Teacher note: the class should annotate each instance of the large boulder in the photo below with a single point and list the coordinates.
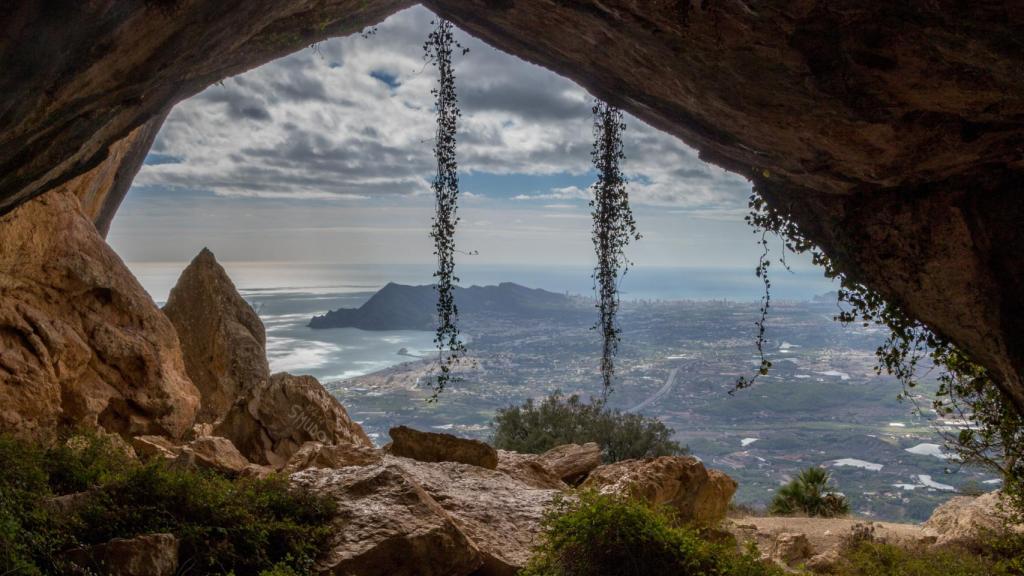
(81, 342)
(212, 452)
(499, 513)
(150, 554)
(965, 520)
(571, 462)
(790, 548)
(386, 525)
(525, 468)
(273, 419)
(318, 455)
(408, 517)
(434, 447)
(147, 447)
(696, 494)
(222, 337)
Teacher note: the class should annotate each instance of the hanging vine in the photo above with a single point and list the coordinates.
(613, 229)
(437, 50)
(967, 391)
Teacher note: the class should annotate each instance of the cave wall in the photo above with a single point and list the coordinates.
(893, 132)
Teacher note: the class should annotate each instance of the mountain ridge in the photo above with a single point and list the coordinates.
(401, 306)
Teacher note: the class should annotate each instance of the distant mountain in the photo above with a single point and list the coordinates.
(398, 306)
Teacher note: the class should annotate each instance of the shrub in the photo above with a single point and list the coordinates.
(536, 427)
(247, 525)
(809, 493)
(597, 535)
(868, 558)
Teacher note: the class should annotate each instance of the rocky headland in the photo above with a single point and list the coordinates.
(83, 345)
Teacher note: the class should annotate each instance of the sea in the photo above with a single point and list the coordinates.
(287, 294)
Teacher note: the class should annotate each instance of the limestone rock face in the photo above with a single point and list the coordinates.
(882, 128)
(222, 337)
(388, 526)
(318, 455)
(155, 447)
(500, 515)
(527, 469)
(571, 462)
(271, 421)
(433, 447)
(683, 483)
(151, 554)
(214, 453)
(408, 517)
(790, 548)
(962, 520)
(81, 342)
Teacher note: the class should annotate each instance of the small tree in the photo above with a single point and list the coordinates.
(810, 493)
(536, 427)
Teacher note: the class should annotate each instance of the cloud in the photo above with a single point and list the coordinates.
(352, 119)
(564, 193)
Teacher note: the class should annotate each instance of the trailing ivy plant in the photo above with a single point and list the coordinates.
(613, 229)
(437, 50)
(967, 391)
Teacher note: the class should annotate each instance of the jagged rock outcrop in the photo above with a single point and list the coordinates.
(272, 420)
(408, 517)
(147, 447)
(212, 452)
(388, 526)
(890, 131)
(527, 469)
(222, 337)
(965, 520)
(318, 455)
(435, 447)
(81, 342)
(556, 468)
(791, 548)
(150, 554)
(571, 462)
(696, 494)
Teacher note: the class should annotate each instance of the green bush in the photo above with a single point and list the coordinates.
(536, 427)
(810, 493)
(878, 559)
(247, 525)
(598, 535)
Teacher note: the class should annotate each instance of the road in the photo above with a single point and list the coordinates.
(666, 388)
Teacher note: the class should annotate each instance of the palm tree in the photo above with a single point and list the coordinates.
(810, 493)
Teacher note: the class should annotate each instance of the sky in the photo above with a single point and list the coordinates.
(326, 155)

● ● ●

**INSTRUCTIONS TO FOLLOW**
Pull out everything from the line containing "of the road" down to the end of the records above, and reproduce those lines word for word.

**THE COMPLETED TASK**
Teacher note: the class should annotate each instance of the road in the photo above with a single point and list the coordinates.
(666, 388)
Teacher note: the class should annotate each instance of the palm tree in the photo above with a single point and list the coordinates.
(810, 493)
Teacher note: the class should annotate each instance of the sky in the photo above with a single point and list the coordinates.
(326, 155)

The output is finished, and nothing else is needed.